_ENTRIES SHOWN_
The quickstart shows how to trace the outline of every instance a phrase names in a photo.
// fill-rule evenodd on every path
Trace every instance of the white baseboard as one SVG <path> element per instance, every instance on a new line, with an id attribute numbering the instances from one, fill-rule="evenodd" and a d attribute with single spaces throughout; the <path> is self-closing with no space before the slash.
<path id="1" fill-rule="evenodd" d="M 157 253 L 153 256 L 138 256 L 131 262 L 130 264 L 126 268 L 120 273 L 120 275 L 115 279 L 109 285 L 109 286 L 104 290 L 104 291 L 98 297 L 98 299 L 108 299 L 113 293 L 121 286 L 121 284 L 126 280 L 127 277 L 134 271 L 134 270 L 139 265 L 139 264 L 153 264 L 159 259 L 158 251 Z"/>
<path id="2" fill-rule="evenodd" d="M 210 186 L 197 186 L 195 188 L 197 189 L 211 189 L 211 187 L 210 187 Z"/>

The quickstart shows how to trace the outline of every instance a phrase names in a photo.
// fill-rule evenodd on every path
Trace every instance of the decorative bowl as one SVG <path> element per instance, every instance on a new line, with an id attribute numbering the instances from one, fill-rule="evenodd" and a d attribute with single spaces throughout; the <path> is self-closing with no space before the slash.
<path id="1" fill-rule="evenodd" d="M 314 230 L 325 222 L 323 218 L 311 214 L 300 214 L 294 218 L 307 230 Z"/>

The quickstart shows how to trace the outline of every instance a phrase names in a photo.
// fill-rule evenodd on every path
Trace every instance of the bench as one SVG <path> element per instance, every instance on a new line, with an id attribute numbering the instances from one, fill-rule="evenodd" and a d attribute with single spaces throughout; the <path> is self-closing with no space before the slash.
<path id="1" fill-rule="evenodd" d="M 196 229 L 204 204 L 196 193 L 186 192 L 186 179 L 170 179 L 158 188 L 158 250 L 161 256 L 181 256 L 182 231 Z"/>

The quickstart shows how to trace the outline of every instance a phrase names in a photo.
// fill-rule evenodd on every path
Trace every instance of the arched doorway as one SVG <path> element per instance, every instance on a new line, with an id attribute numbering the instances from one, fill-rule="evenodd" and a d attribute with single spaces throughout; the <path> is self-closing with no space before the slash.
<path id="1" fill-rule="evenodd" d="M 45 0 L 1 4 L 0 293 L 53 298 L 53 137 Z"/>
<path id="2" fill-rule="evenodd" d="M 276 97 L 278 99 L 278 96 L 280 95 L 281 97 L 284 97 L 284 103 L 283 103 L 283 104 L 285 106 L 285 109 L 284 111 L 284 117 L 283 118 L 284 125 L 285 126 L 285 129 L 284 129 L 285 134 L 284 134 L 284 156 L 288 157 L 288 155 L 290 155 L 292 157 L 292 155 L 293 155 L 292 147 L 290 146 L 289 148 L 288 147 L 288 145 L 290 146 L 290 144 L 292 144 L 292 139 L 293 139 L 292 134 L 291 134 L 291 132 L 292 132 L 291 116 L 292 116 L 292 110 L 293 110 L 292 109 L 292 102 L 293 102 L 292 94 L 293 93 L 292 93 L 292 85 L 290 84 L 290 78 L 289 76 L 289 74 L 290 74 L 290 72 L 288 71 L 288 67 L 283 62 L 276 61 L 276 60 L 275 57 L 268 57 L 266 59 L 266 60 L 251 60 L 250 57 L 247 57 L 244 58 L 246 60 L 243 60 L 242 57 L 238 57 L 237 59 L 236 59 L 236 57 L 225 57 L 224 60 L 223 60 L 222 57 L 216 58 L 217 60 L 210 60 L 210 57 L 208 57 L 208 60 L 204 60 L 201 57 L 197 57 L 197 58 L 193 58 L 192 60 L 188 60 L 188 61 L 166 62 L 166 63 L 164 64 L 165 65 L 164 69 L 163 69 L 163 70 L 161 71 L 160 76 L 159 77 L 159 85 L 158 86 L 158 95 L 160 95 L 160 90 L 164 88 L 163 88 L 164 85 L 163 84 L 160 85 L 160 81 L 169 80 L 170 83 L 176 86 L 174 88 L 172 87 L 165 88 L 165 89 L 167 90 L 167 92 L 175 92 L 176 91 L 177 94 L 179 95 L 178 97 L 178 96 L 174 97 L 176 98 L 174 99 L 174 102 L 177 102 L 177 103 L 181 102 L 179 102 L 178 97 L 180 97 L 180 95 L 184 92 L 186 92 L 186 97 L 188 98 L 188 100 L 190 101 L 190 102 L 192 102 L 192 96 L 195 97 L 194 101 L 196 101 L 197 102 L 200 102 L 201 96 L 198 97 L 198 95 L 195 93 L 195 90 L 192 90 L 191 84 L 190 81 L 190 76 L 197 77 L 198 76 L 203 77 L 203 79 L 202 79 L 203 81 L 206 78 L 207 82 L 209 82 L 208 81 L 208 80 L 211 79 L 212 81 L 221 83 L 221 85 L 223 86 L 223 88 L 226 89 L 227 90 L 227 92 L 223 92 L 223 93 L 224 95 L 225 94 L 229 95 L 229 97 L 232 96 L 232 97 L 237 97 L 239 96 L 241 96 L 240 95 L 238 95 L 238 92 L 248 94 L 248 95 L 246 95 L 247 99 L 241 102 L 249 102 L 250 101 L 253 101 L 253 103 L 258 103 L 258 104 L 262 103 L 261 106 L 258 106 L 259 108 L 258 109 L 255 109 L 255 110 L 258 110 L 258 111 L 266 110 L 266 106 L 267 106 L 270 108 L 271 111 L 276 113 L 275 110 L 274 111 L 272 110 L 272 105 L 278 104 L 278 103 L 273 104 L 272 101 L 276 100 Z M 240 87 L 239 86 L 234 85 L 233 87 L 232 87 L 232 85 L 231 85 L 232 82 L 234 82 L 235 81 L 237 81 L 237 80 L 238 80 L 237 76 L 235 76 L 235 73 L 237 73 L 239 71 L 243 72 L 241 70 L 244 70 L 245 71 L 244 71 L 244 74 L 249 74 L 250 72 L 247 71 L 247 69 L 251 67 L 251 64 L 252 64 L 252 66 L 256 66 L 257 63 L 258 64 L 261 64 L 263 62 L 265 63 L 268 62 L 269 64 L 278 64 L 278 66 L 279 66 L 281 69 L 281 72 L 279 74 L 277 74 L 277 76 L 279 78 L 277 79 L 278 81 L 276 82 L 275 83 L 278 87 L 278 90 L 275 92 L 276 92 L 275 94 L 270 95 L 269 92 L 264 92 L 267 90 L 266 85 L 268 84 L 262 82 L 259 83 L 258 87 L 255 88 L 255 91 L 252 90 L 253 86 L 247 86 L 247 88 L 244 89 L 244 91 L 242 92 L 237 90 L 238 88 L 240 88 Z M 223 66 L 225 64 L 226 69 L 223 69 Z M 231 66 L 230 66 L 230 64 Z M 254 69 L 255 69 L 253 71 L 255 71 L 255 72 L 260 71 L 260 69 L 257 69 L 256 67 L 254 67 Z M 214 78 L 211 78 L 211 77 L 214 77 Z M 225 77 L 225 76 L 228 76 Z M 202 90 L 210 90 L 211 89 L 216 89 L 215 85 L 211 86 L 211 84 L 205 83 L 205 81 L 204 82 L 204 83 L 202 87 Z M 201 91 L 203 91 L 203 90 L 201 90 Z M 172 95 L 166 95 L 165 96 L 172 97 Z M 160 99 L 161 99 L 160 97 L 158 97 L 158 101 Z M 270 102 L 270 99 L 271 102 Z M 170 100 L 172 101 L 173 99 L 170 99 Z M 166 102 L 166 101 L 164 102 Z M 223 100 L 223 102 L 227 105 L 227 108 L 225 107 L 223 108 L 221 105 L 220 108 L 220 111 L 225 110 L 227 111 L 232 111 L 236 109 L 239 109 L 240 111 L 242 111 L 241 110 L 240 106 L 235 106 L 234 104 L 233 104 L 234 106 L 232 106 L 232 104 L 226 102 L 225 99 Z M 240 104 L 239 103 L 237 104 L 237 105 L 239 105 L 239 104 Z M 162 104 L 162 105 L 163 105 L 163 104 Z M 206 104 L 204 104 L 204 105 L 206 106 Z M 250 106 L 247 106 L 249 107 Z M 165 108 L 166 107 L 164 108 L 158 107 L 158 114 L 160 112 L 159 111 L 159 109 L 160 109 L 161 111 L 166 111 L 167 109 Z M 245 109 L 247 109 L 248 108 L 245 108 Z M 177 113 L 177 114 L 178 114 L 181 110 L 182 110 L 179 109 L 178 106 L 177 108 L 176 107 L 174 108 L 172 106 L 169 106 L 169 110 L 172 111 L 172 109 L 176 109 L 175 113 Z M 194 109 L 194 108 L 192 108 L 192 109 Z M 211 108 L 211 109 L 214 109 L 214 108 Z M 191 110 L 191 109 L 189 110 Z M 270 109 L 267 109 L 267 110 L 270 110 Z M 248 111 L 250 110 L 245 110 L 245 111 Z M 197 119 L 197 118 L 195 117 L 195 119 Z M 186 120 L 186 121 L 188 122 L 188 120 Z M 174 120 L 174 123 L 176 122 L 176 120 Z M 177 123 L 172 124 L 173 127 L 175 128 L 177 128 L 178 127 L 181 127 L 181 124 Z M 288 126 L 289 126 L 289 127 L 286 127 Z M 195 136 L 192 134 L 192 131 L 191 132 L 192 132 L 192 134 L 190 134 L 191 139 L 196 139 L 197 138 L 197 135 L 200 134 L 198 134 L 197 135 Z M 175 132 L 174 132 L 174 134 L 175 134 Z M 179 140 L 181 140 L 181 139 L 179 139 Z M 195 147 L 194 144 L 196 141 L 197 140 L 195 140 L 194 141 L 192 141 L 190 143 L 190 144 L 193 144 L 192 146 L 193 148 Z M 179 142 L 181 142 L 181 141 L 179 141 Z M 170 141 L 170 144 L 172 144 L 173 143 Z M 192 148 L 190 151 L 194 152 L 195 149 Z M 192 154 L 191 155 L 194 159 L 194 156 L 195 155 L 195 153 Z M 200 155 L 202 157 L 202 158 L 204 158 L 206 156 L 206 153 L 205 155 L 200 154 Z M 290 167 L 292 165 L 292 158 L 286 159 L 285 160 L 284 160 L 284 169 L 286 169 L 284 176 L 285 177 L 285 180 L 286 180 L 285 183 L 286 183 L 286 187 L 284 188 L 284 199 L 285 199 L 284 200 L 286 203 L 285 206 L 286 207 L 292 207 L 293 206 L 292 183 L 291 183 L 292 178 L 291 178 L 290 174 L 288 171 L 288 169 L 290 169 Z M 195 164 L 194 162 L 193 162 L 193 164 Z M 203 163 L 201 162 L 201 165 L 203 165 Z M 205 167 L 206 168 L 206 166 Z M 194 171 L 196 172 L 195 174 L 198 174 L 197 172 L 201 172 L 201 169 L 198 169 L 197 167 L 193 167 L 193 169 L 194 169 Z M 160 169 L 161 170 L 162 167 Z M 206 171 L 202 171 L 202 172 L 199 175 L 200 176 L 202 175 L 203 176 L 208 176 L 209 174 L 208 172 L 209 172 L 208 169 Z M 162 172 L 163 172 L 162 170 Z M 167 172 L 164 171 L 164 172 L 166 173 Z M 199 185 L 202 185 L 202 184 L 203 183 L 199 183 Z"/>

_GIVEN REQUEST_
Reproduce verbatim the lines from the very first one through the line that contains "196 229 L 204", including both of these ends.

_RESULT FOR THIS TASK_
The quickstart shows how to trace the outline of every instance a phrase names in a photo.
// fill-rule evenodd on every path
Trace every instance of the white baseboard as one SVG <path> element per instance, every instance on a new line, with an id attribute numbering the instances from one, fill-rule="evenodd" and a d attribute with single spaces throughout; the <path> is self-closing with no space before the slash.
<path id="1" fill-rule="evenodd" d="M 157 253 L 153 256 L 138 256 L 131 262 L 130 264 L 126 268 L 120 273 L 120 275 L 115 279 L 109 285 L 109 286 L 104 290 L 104 291 L 98 297 L 98 299 L 108 299 L 113 293 L 121 286 L 121 284 L 126 280 L 127 277 L 134 271 L 134 270 L 139 265 L 139 264 L 153 264 L 159 259 L 158 251 Z"/>
<path id="2" fill-rule="evenodd" d="M 210 186 L 197 186 L 195 188 L 197 189 L 211 189 L 211 187 L 210 187 Z"/>

The quickstart shows how to trace the outline of every instance a phrase names in a photo.
// fill-rule evenodd on every path
Trace every instance of the decorative bowl as one SVG <path> element per instance, every instance on a new line, with an id attribute numbering the instances from one, fill-rule="evenodd" and a d attribute with single spaces throughout; the <path> is self-closing with no space before the slash.
<path id="1" fill-rule="evenodd" d="M 314 230 L 325 222 L 323 218 L 311 214 L 300 214 L 294 218 L 307 230 Z"/>

The quickstart shows how to trace the outline of every instance a phrase names in a photo.
// fill-rule evenodd on every path
Trace every instance of the bench as one SVG <path> element per instance, every instance on a new line, with an id attribute numbering the instances from one, fill-rule="evenodd" and a d attribute with single spaces throughout; the <path> is self-closing with no space before the slash.
<path id="1" fill-rule="evenodd" d="M 196 229 L 204 204 L 196 193 L 186 192 L 186 179 L 170 179 L 158 188 L 158 250 L 161 256 L 181 256 L 182 231 Z"/>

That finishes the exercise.